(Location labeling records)

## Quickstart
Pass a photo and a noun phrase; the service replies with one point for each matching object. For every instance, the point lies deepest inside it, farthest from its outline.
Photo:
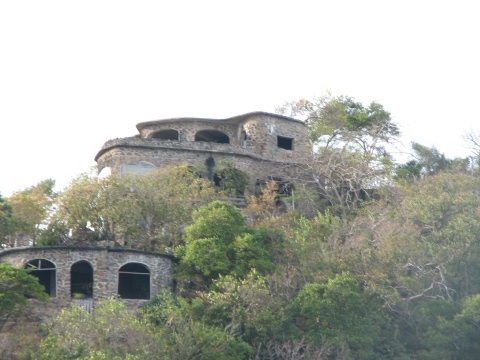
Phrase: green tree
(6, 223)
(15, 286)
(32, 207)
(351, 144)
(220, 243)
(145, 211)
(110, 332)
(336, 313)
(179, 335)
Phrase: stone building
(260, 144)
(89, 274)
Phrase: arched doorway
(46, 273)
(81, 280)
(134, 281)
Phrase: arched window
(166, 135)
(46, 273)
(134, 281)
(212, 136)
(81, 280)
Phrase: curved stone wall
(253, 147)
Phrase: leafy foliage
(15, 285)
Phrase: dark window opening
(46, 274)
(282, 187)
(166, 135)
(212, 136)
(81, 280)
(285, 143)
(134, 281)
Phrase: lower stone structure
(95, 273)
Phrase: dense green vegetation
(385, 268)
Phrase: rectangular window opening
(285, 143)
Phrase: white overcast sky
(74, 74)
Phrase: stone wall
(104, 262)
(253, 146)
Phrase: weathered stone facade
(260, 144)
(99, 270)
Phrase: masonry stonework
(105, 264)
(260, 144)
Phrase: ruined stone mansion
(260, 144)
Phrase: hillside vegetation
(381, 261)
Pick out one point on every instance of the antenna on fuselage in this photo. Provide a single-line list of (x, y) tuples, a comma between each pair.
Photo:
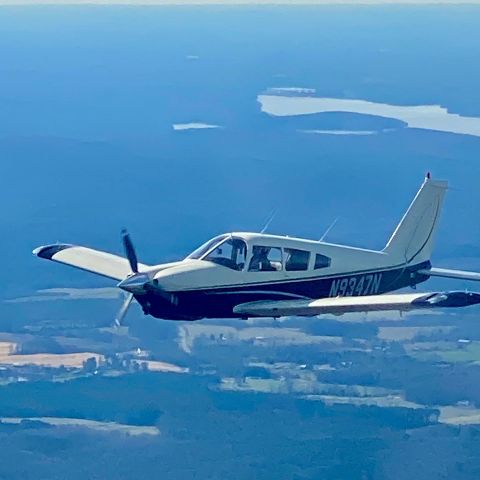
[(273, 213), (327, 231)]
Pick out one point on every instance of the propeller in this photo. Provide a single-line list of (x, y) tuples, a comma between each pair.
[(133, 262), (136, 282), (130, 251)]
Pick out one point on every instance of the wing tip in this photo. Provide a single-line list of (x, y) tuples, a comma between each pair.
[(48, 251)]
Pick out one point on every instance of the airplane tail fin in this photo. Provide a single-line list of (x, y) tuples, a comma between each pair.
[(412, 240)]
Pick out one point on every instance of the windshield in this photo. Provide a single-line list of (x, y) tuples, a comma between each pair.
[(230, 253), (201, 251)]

==

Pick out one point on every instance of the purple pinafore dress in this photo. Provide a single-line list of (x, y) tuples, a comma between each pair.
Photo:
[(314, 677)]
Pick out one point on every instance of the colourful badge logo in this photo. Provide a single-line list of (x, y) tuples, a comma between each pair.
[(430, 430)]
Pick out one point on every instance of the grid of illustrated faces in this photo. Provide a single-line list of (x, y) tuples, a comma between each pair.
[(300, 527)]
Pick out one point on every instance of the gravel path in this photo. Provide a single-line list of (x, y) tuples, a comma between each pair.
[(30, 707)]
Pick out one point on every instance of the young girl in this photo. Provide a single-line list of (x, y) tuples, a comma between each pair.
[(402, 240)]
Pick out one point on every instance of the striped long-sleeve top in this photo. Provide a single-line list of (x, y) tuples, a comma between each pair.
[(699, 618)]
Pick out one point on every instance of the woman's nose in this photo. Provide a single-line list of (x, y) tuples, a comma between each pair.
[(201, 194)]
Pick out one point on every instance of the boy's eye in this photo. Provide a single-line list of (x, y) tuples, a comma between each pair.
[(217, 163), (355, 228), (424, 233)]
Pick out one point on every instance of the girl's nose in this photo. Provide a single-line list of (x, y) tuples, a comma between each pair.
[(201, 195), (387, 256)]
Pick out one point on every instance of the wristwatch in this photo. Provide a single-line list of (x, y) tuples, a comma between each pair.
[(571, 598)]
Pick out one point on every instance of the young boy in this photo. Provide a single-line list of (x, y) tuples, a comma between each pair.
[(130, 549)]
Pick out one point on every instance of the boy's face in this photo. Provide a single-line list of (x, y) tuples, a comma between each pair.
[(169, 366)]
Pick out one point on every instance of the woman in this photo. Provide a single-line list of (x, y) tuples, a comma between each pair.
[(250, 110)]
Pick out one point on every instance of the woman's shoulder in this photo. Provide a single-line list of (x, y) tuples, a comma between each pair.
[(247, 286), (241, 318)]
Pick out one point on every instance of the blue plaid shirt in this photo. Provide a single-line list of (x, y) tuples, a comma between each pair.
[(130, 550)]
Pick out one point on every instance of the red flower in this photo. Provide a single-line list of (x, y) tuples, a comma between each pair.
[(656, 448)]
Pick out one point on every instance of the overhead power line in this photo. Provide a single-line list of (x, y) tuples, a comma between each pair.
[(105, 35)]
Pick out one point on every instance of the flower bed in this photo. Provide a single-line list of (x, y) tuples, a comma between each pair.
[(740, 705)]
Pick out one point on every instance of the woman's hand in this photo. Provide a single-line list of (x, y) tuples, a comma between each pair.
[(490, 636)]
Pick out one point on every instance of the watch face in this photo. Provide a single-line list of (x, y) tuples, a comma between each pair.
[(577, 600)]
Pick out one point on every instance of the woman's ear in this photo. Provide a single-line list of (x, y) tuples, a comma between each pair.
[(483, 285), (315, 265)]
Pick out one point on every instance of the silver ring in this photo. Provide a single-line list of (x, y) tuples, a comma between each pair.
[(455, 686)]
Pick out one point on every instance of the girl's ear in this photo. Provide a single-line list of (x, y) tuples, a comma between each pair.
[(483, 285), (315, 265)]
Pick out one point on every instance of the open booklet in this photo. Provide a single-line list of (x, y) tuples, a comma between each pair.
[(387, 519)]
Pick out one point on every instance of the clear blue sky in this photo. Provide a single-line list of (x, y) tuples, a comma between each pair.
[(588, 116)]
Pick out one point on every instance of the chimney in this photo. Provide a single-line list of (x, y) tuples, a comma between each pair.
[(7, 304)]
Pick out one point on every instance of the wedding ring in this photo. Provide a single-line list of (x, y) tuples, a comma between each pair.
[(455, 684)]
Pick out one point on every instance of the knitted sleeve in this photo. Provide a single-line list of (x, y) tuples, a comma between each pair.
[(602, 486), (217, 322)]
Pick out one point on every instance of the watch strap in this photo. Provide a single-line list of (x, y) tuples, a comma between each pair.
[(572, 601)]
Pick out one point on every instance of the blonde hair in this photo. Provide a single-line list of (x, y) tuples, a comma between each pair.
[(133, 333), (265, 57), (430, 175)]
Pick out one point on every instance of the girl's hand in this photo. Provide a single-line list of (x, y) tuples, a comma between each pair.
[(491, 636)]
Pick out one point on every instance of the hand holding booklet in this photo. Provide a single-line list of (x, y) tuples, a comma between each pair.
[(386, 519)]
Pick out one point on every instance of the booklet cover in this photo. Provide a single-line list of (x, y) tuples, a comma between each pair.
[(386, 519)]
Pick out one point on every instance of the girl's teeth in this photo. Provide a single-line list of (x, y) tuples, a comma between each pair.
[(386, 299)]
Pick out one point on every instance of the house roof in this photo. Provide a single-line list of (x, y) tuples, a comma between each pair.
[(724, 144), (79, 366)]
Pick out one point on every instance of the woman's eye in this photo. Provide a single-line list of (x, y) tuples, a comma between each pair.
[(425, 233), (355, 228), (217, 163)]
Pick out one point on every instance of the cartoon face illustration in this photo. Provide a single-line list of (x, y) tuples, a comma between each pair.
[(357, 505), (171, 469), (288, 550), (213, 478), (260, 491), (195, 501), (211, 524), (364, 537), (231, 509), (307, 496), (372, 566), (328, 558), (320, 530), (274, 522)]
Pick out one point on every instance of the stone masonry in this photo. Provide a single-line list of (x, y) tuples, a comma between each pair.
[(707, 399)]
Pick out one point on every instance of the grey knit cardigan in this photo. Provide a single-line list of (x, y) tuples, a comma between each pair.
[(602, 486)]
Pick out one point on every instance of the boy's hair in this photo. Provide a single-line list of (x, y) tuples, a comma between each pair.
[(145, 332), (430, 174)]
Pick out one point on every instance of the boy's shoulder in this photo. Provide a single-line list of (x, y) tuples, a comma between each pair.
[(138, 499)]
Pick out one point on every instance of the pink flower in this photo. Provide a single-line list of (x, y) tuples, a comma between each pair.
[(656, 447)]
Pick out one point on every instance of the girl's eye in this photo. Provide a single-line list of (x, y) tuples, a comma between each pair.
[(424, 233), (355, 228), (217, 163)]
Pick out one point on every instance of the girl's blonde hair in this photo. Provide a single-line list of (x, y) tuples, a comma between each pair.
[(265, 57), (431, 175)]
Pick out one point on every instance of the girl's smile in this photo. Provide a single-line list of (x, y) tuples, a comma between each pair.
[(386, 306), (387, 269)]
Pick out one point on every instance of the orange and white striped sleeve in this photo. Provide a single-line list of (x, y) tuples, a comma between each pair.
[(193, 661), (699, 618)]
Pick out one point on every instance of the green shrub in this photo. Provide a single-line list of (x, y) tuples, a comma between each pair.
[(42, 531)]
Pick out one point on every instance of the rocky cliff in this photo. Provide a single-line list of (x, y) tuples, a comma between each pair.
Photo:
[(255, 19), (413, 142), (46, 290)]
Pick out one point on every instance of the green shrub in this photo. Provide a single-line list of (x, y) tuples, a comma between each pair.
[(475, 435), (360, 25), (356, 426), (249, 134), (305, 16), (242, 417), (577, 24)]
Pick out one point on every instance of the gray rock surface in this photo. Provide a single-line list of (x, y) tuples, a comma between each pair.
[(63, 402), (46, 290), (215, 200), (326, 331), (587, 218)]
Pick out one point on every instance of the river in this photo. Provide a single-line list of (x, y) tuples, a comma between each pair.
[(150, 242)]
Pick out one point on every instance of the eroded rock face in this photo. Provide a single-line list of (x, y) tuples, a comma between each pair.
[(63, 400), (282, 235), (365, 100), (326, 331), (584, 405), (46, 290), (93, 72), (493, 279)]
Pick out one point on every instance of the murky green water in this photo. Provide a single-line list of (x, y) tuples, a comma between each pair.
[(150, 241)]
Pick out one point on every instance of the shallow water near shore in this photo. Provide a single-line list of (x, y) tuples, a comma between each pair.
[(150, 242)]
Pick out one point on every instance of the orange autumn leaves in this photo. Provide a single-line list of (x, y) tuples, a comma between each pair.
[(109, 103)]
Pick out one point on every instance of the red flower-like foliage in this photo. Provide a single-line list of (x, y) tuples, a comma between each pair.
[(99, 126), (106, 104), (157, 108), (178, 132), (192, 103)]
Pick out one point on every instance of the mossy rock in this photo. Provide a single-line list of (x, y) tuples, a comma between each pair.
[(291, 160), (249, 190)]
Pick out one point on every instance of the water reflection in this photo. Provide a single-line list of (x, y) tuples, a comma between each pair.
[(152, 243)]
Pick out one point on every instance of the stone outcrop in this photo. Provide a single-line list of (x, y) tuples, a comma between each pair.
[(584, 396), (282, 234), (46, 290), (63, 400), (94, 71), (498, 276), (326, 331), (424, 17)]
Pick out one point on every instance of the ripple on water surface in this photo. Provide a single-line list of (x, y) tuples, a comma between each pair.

_Problem requirements_
Please duplicate the items above between the line holding "Pick out one point on every instance of the shallow" and the line holding "[(291, 160), (249, 190)]", inclusive. Copy only those lines, exactly as they appear.

_Correct response_
Pick out one point on every instance of the shallow water near shore in this photo. Provide a single-line list of (x, y) tuples, a comma between each pair.
[(150, 242)]
Pick out one point on every instance of the orange autumn leaves in this photo. Provide a single-line list of (x, y) tuples, a comma between each pair.
[(109, 103)]
Pick out one point on every instance of the red flower-like foliage in this photo. Provide a single-line list of (x, y) tuples, a comma between each pair.
[(99, 126), (106, 104), (157, 108), (178, 132), (192, 103)]
Pick out one point on every instance of the mossy rock in this photo. Provide a single-line list of (x, y) tuples, a comma between each pair.
[(291, 160), (249, 190)]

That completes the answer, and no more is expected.